**What you should do**: Write out these lines again, replacing "flower" with "blossom" in every item and leaving everything else unchanged.

**Object detection data**:
· · ·

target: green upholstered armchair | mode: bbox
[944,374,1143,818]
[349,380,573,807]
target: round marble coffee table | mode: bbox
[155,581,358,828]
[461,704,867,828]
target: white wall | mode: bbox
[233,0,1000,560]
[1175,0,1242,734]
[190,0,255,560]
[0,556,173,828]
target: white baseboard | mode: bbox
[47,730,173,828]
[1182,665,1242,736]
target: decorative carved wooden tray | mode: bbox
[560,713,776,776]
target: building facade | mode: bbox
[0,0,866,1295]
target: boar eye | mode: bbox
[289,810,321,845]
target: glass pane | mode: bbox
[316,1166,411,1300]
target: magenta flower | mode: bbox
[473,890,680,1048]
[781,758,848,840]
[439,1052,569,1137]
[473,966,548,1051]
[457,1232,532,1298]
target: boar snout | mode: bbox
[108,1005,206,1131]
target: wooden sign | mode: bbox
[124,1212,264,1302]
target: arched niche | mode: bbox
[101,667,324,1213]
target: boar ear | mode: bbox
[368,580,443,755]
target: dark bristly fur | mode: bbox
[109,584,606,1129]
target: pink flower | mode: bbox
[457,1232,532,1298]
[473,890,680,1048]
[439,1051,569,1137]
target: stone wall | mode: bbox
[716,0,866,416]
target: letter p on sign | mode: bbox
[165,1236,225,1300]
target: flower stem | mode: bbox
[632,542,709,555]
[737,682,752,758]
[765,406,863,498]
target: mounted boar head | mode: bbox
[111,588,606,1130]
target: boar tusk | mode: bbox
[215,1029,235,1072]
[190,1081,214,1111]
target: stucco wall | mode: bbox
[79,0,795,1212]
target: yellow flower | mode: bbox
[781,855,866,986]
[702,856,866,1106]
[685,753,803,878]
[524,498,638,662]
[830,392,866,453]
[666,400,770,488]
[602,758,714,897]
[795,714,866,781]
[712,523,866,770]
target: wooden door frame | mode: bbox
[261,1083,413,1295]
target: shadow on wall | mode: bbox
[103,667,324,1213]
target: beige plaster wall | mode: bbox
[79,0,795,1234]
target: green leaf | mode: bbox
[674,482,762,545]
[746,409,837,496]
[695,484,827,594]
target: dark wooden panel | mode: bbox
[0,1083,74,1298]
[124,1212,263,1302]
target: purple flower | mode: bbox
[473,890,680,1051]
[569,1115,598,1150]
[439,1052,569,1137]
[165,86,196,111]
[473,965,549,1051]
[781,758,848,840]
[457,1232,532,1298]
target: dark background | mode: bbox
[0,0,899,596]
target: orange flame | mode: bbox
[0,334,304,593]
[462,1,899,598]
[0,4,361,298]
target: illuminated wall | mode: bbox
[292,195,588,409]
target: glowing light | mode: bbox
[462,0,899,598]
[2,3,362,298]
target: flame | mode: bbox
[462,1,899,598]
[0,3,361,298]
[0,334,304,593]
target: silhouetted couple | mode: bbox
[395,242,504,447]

· · ·

**Task solution**:
target: green upholstered armchair | mode: bbox
[944,374,1143,818]
[349,380,573,807]
target: round marble coffee table | mode: bbox
[155,581,358,828]
[461,704,867,828]
target: white wall | mode: bbox
[233,0,1000,560]
[1175,0,1242,734]
[190,0,255,560]
[0,556,173,828]
target: white baseboard | mode: bbox
[47,730,173,828]
[1182,665,1242,736]
target: decorative carved wooden tray | mode: bbox
[560,713,776,776]
target: building facade | mode: bbox
[0,0,866,1295]
target: boar eye | mode: bbox
[289,810,321,845]
target: glass pane | mode: bbox
[316,1166,411,1300]
target: magenta blossom | mode: bbox
[473,890,680,1048]
[781,758,848,840]
[439,1052,569,1137]
[473,966,548,1051]
[457,1232,532,1298]
target: boar snout | mode: bbox
[108,1005,206,1131]
target: wooden sign | mode: bbox
[124,1212,264,1302]
target: arched niche | mode: bbox
[101,667,324,1213]
target: boar ear | mode: bbox
[368,580,443,755]
target: dark bristly fur | mode: bbox
[109,584,606,1129]
target: pink blossom | mode: bbox
[457,1232,532,1298]
[473,890,680,1048]
[439,1051,569,1137]
target: stone wall | mode: bbox
[716,0,866,416]
target: letter p on sign | mode: bbox
[165,1236,225,1300]
target: blossom stem | mode: bbox
[632,542,709,555]
[737,682,752,758]
[765,406,863,498]
target: mounted boar head | mode: bbox
[111,588,606,1130]
target: boar tusk | mode: bbox
[215,1029,235,1072]
[190,1081,214,1111]
target: stucco wall | mode: bbox
[79,0,795,1212]
target: yellow blossom | mode: bbox
[781,855,866,986]
[702,856,866,1106]
[685,753,803,878]
[524,498,638,662]
[830,392,866,453]
[666,400,770,488]
[602,758,714,897]
[795,714,866,781]
[712,523,866,770]
target: wooden door frame | mode: bbox
[261,1083,413,1295]
target: shadow on wall | mode: bbox
[103,667,324,1213]
target: beige plaster wall | mode: bbox
[79,0,795,1234]
target: green leaf | mode: bbox
[674,482,762,545]
[746,409,837,496]
[695,484,827,594]
target: dark wooden panel | mode: bbox
[0,1083,74,1298]
[124,1212,263,1302]
target: purple blossom | mode: bbox
[473,890,680,1051]
[569,1115,598,1150]
[439,1052,569,1137]
[165,86,196,111]
[473,965,549,1051]
[781,758,848,840]
[457,1232,532,1298]
target: dark background | mode: bbox
[0,0,899,596]
target: orange flame | mode: bbox
[0,334,304,593]
[462,1,899,598]
[0,4,361,298]
target: illuminated wall | mode: bbox
[292,195,588,409]
target: glowing light | mode: bbox
[462,0,899,598]
[2,3,362,298]
target: flame | mode: bbox
[462,1,899,598]
[0,3,361,298]
[0,334,304,593]
target: silhouetted couple | mode: bbox
[395,242,504,447]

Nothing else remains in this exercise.